■ **TESTO PROPOSTO**:
_ _ _ _
Rom ed istruzione scolastica: un problema ancora attuale
Selvete è un ex inquilina del campo Casilino 900, ha 25 anni e si è sposata a 18 anni, quando si è trasferita al Camping River. Quattro anni fa ha avuto la sua prima bambina, seguita da un maschietto due anni più tardi. “Ho frequentato solo l’asilo e le scuole elementari, andavo all’Istituto Andrea Doria, ma non sono riuscita a prendere la terza media. Ero una ragazza particolare mi piaceva solo andare in giro a fare casino” racconta.
L’istruzione dei bambini e dei ragazzi rom, è ancora oggi un problema molto dibattuto. Diversi campi infatti, si trovano distanti ed isolati dal resto della città e questo non solo non facilita una regolare frequenza a scuola, ma neanche l’integrazione delle culture. Anche il campo rom di via Tenuta Piccirilli è raggiungibile solo a piedi o con un proprio mezzo di trasporto, ma per agevolare le famiglie è stata fornita una navetta che accompagni i più piccoli nei vari istituti scolastici di Roma e li riporti a casa il pomeriggio.
Anche Selvete usufruisce di questo servizio per far arrivare la piccola a scuola. Sua figlia infatti frequenta l’asilo, mentre il fratellino, ancora troppo piccolo, rimane a casa accudito dai suoi genitori. “La mia bambina non ama stare in compagnia degli altri bambini. Lei è tranquilla e le piace giocare per conto suo, è sensibile ai richiami delle maestre e se le urlano troppo torna a casa spaventata” ha detto. Il suo sogno è quello di crescere i suoi figli in una casa, lontani dalle ingiustizie e dalle sofferenze che lei ha dovuto sopportare “vorrei che crescano come gli altri bambini e non come sono cresciuta io” ha detto. “La domenica vado a chiedere l’elemosina, ma con i soldi che riesco a rimediare non sono riuscita a mandare la piccola in gita con gli altri oggi”, si interrompe, rimane in silenzio ed il suo sguardo si perde nel vuoto.
Il Camping River e il piano di superamento dei campi nomadi
Il Camping River ad oggi è un campo nomadi abusivo, che ospita circa 430 persone di differenti comunità quali rumena, macedone, serba e kosovara. Da mesi gli abitanti sono costretti a vivere senza acqua potabile, e gravi sono state le conseguenze per i residenti: “Mio padre la scorsa estate ha avuto una grossa crisi, d’estate infatti qua si muore di caldo, e anche la bambina ha passato un mese in ospedale” ha raccontato Selvete.
Solo pochi giorni fa gli inquilini del campo della periferia di Roma Nord hanno ricevuto una lettera in cui vengono invitati a lasciare definitivamente il campo entro il 15 giugno, pena lo sgombero immediato. L’amministrazione capitolina infatti, volta al superamento dei campi nomadi, ha deciso di liberare quest’area, già formalmente chiusa, proponendo rimedi quali il rimpatrio assistito, oppure un aiuto economico per l’affitto di un appartamento.
Selvete, come tanti altri inquilini, è stanca di tutto questo, ma spera ancora per un futuro migliore: “Mi alzo la mattina presto, vesto i miei bambini e li mando a scuola, dopo aver pulito tutto e aver pranzato con mio marito mi chiudo in casa e guardo la tv. Non esco neanche, perché qua non mi piace più”. E così le sue giornate trascorrono lente in un ambiente che non la rispecchia. “Agli italiani chiedo solo che di essere rispettata, perché siamo rom, non animali, siamo esseri umani anche noi”.
_ _ _ _
■ **COSA SERVE**: Nel testo proposto, entro quale data gli abitanti del Camping River devono lasciare il campo?

■ **MATERIALE FORNITO**:
_ _ _ _
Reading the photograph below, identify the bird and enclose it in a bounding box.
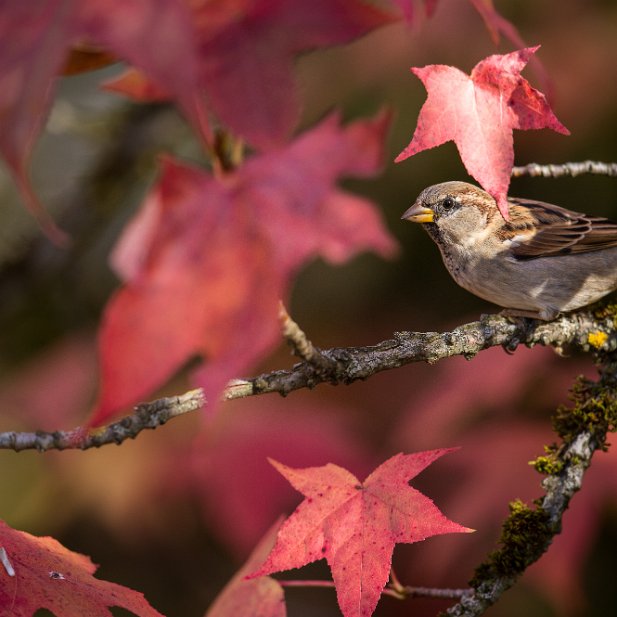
_ _ _ _
■ **SOLUZIONE ESERCIZIO**: Entro il 15 giugno.